◆ Provided material
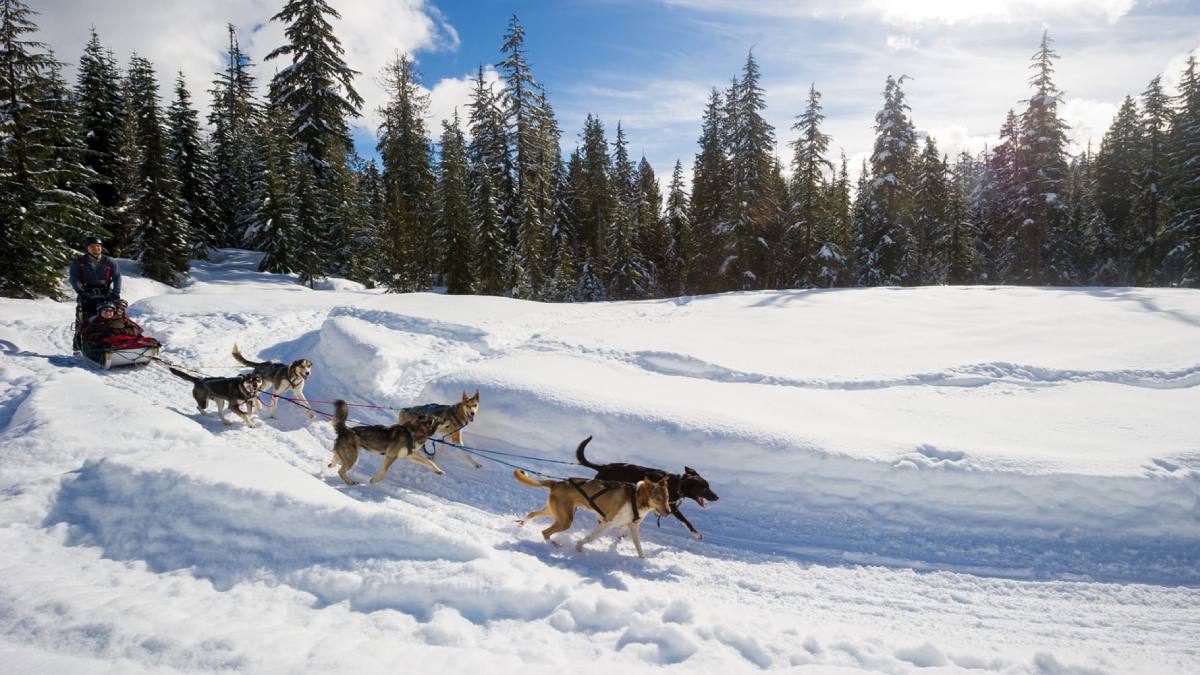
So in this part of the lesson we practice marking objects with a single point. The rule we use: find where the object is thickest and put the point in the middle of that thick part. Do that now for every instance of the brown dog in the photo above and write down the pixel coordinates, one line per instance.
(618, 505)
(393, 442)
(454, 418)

...

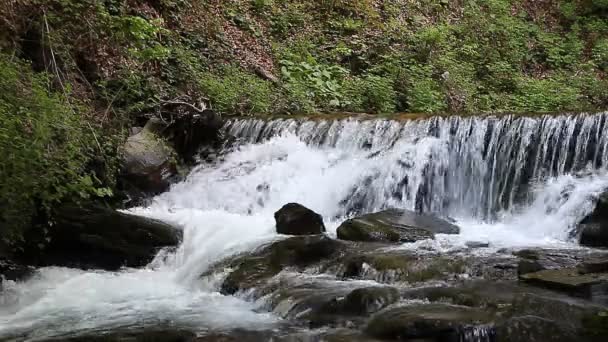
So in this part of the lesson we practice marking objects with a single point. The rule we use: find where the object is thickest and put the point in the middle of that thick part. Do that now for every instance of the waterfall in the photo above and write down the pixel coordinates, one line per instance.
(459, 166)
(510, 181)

--

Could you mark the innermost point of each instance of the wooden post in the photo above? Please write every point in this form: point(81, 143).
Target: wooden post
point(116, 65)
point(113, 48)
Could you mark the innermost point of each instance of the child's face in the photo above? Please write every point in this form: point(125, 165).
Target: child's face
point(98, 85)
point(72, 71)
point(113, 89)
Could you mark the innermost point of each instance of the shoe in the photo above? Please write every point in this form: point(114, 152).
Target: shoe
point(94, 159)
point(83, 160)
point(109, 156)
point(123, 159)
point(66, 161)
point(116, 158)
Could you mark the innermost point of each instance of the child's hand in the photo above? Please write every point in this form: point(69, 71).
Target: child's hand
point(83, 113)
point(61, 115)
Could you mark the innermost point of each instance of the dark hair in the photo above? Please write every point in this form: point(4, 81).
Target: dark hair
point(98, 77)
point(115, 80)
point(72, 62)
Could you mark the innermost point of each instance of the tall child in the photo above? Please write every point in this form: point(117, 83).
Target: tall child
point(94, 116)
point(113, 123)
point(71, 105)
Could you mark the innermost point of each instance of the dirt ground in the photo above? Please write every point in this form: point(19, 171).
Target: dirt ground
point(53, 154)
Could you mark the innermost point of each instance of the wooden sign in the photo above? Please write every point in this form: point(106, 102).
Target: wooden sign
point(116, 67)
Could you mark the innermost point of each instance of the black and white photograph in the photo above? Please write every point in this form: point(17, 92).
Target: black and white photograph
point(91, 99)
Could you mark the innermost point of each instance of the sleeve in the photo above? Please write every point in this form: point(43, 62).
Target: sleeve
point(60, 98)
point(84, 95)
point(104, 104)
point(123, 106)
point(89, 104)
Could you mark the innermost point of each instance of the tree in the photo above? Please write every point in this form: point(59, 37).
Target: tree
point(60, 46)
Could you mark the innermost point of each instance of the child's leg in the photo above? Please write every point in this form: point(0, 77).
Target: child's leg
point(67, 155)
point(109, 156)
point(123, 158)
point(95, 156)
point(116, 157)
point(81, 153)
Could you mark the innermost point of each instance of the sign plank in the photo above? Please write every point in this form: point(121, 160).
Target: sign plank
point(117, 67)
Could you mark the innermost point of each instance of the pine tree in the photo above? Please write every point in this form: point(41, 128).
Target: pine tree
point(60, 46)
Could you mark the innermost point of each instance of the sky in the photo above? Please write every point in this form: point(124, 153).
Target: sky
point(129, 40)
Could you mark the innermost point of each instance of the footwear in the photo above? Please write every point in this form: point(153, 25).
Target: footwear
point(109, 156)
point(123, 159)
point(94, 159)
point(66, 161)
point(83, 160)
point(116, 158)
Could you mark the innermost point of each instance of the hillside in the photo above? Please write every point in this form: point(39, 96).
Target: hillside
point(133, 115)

◆ Written task
Lay out the data above as a numbered list, omitting blank lines, starting with the line that contains "form: point(124, 153)." and continuing through the line that contains "point(133, 115)".

◆ Reply
1. Could you mark the innermost point of each instance of the sky in the photo above? Please write every point in this form: point(124, 153).
2. Target: sky
3. point(129, 40)
4. Could you mark the innermost point of each instance of the footwear in the photo above? Please write every point in this form: point(153, 25).
5. Target: footwear
6. point(109, 156)
7. point(123, 159)
8. point(94, 159)
9. point(66, 161)
10. point(83, 160)
11. point(116, 158)
12. Could you mark the innermost point of each instance of the hillside in the photo above? Please write every point in this form: point(39, 96).
13. Target: hillside
14. point(133, 115)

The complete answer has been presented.